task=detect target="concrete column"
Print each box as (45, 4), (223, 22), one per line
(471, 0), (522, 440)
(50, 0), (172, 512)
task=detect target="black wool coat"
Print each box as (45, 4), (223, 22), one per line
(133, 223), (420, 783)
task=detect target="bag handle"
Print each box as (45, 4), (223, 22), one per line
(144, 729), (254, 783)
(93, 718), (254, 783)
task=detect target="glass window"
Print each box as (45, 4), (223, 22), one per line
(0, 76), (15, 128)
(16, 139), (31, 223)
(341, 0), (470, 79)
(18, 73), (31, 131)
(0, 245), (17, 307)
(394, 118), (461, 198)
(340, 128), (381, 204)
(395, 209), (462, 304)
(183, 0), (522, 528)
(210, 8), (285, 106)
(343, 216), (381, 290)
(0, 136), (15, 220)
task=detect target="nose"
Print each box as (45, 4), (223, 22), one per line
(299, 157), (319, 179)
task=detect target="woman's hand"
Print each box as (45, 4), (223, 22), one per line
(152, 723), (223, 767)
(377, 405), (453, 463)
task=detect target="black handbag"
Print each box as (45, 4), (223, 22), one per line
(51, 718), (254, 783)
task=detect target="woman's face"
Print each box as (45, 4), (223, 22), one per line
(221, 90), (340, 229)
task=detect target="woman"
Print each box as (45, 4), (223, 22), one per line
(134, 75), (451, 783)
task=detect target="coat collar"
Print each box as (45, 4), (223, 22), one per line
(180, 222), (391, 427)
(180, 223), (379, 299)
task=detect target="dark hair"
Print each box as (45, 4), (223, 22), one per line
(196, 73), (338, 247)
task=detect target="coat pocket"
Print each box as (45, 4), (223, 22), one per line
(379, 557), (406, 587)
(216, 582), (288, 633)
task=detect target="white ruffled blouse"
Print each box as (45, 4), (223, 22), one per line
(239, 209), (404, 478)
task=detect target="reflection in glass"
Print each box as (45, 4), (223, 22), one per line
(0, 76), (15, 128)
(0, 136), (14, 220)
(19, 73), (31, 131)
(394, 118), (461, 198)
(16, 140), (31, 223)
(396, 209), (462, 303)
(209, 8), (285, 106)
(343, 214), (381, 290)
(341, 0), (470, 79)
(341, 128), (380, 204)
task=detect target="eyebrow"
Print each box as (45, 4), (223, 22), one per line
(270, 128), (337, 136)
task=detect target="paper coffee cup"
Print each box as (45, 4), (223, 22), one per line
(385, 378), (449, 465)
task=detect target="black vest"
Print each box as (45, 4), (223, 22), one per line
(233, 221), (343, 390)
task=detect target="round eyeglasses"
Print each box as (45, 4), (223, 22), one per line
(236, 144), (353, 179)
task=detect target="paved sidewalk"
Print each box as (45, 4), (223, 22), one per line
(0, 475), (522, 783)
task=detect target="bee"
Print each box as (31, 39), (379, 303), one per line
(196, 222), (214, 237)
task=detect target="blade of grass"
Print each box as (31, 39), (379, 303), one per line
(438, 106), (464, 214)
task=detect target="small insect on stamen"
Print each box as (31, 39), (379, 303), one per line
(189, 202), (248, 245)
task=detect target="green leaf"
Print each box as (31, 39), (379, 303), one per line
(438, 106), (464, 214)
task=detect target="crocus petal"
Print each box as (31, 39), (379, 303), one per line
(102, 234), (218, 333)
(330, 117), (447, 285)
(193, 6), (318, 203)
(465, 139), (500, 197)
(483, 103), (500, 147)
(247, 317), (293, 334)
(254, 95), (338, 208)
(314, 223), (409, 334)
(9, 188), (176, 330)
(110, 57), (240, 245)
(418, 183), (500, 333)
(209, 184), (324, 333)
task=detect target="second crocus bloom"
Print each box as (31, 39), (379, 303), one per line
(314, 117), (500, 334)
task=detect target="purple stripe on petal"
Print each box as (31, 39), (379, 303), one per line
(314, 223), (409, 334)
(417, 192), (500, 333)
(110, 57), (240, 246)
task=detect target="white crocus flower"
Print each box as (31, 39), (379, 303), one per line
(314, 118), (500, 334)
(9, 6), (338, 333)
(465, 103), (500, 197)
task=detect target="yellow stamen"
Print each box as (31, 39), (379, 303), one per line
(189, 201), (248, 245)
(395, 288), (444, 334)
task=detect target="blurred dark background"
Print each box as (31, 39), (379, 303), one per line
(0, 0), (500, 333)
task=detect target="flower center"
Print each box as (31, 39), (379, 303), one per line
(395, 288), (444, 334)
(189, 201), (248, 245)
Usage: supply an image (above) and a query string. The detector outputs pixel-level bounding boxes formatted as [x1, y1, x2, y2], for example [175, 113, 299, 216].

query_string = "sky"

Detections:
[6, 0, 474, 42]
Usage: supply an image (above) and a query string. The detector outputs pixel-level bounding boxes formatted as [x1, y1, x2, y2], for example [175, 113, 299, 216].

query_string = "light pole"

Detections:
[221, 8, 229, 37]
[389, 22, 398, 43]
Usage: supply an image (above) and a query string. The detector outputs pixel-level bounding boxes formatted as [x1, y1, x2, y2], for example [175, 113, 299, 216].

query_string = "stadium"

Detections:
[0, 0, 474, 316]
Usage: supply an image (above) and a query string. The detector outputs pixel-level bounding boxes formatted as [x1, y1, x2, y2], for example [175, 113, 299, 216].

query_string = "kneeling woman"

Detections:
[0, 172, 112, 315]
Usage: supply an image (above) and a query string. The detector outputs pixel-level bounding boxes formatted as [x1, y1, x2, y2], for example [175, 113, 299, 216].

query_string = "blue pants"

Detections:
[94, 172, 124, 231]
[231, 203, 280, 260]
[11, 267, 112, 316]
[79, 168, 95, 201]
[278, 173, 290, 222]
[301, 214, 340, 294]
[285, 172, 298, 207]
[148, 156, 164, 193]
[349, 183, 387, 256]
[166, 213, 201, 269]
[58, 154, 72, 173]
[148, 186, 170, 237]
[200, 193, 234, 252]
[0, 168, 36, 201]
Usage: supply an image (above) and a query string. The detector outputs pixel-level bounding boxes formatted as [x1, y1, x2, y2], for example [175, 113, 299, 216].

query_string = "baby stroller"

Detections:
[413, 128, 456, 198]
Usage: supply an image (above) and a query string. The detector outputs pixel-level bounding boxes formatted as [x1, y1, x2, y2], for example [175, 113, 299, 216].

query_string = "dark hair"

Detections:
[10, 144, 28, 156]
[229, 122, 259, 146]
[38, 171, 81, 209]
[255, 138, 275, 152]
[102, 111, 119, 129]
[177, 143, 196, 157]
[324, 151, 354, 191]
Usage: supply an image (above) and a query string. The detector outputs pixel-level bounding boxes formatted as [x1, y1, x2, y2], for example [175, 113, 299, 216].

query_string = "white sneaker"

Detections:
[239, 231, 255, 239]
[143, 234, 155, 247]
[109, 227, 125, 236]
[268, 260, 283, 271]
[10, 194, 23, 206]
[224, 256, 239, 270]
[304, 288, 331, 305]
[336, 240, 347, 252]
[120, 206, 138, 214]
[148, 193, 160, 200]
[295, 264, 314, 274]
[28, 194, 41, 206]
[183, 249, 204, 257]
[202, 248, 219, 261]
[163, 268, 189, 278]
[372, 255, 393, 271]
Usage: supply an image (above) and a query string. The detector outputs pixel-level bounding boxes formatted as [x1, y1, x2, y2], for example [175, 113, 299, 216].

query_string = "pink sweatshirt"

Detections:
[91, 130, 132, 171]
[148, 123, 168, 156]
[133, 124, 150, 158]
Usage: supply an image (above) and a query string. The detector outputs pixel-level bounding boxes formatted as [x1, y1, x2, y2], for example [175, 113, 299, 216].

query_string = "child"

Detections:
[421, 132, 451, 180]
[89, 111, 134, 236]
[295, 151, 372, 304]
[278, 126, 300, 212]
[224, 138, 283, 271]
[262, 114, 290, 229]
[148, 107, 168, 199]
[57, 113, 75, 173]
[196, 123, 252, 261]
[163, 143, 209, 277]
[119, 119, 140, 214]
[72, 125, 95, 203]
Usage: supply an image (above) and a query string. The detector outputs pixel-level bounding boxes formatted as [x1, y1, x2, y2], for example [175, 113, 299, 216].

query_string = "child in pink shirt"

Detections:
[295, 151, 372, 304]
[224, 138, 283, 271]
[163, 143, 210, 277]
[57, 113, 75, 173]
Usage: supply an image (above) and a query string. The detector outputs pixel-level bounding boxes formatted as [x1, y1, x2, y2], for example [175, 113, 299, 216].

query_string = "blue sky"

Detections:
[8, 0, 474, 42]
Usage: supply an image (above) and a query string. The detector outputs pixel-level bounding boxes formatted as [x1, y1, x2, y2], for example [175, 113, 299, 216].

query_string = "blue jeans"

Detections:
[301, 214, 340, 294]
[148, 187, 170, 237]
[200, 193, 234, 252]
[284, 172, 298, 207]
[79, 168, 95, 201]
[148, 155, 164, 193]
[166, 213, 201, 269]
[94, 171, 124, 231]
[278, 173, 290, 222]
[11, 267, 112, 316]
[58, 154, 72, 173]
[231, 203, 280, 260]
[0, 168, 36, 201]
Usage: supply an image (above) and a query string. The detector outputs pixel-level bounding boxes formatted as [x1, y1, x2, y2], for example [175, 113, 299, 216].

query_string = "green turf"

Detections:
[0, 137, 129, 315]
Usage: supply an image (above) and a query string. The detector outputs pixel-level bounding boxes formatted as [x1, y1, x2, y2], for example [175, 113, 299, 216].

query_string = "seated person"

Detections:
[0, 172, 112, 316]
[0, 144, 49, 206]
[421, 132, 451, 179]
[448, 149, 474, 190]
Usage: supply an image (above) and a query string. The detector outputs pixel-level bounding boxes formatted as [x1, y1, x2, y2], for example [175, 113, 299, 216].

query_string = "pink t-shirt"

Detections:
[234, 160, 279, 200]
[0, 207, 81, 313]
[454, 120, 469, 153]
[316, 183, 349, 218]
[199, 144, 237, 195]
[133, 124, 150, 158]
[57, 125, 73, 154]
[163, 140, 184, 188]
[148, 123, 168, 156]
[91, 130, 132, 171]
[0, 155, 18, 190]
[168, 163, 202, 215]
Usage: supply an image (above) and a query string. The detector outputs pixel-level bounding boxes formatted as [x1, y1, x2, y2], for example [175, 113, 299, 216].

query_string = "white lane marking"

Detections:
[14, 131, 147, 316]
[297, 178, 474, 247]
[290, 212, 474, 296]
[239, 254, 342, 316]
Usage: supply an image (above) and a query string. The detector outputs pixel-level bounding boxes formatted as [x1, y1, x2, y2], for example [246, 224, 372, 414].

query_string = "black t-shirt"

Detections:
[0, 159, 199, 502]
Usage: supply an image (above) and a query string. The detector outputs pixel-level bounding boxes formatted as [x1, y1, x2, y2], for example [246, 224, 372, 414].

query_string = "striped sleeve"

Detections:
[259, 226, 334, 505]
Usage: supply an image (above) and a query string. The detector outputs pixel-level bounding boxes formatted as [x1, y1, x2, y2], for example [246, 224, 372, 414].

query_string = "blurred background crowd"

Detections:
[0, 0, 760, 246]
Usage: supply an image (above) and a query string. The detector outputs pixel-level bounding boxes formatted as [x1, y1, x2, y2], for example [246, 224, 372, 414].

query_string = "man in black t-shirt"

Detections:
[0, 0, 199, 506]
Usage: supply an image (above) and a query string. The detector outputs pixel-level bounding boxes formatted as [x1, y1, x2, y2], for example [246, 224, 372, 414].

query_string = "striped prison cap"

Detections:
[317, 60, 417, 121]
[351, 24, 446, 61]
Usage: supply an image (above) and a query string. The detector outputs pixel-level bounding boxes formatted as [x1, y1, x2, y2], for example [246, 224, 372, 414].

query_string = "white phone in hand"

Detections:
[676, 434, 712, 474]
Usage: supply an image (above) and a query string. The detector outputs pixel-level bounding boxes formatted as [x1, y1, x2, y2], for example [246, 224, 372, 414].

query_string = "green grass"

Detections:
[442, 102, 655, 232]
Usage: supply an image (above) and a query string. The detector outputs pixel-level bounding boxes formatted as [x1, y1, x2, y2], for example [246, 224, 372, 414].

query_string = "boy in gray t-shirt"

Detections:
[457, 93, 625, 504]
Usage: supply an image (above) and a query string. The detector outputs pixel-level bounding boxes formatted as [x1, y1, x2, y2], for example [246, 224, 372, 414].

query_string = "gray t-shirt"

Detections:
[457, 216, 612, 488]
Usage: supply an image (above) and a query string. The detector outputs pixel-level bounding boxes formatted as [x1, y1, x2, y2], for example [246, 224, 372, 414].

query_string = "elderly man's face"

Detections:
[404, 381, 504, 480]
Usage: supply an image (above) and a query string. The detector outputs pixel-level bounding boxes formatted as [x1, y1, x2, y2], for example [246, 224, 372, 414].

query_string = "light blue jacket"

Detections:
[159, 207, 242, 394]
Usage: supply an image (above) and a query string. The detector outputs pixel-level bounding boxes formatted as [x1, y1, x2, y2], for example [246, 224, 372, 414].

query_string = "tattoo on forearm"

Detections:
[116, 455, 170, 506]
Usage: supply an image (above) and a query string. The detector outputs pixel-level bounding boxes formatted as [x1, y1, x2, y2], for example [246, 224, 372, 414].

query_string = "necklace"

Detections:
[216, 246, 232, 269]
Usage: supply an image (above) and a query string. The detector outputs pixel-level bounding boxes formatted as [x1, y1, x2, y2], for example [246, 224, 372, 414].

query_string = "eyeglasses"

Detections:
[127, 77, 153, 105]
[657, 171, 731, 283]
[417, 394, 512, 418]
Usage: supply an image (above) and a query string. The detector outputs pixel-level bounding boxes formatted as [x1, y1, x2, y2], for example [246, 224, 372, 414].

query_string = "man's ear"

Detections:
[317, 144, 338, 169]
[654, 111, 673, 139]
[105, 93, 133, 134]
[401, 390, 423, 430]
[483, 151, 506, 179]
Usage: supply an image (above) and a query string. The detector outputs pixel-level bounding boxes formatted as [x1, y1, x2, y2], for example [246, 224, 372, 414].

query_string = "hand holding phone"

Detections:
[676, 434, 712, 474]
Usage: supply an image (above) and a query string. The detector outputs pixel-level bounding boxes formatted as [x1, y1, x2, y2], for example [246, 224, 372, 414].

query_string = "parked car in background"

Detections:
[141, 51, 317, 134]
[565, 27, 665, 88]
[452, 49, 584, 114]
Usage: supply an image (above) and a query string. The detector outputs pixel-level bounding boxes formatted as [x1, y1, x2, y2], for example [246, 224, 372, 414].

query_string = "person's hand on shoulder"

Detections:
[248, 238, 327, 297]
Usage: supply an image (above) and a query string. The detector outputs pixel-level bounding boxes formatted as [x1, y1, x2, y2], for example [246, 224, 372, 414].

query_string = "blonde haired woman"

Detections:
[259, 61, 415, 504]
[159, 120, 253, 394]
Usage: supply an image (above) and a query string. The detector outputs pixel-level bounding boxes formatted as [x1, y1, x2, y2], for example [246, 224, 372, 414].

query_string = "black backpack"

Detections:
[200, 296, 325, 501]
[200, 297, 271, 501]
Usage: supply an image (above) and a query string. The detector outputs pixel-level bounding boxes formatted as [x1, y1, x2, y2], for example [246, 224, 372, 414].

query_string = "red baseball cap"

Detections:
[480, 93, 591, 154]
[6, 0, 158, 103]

Direction —
From the first line of the records through the line containing "(180, 223), (379, 299)", including that line, can you set out every line as a numbered list, with any blank lines left out?

Task solution —
1. task=detect target="concrete column"
2. Print each box as (45, 4), (223, 22), one per line
3. (471, 0), (522, 440)
4. (50, 0), (172, 512)
5. task=detect target="black wool coat"
6. Print each box as (45, 4), (223, 22), one per line
7. (133, 223), (420, 783)
8. task=detect target="bag handle"
9. Print each box as (45, 4), (223, 22), one per line
10. (144, 729), (254, 783)
11. (93, 718), (254, 783)
12. task=detect target="glass window"
13. Print each box as (45, 4), (223, 22), one per line
14. (0, 76), (15, 128)
15. (16, 139), (31, 223)
16. (341, 0), (470, 79)
17. (18, 73), (31, 131)
18. (0, 245), (17, 307)
19. (394, 118), (461, 198)
20. (340, 128), (381, 204)
21. (395, 209), (462, 304)
22. (183, 0), (522, 528)
23. (210, 8), (285, 106)
24. (343, 216), (381, 290)
25. (0, 136), (15, 220)
26. task=detect target="nose"
27. Print each box as (45, 4), (223, 22), one per line
28. (299, 157), (319, 179)
29. task=detect target="woman's hand"
30. Print each box as (45, 4), (223, 22), one per line
31. (152, 723), (223, 767)
32. (377, 405), (453, 463)
33. task=detect target="black handbag"
34. Print each box as (45, 4), (223, 22), one per line
35. (51, 718), (254, 783)
36. task=detect target="woman's face"
37. Print each box as (45, 4), (223, 22), one per line
38. (221, 90), (340, 229)
39. task=detect target="woman"
40. Print each box as (45, 4), (223, 22), one per line
41. (134, 75), (451, 783)
42. task=detect target="coat collar"
43. Print each box as (45, 4), (223, 22), one per line
44. (180, 222), (391, 427)
45. (180, 223), (379, 299)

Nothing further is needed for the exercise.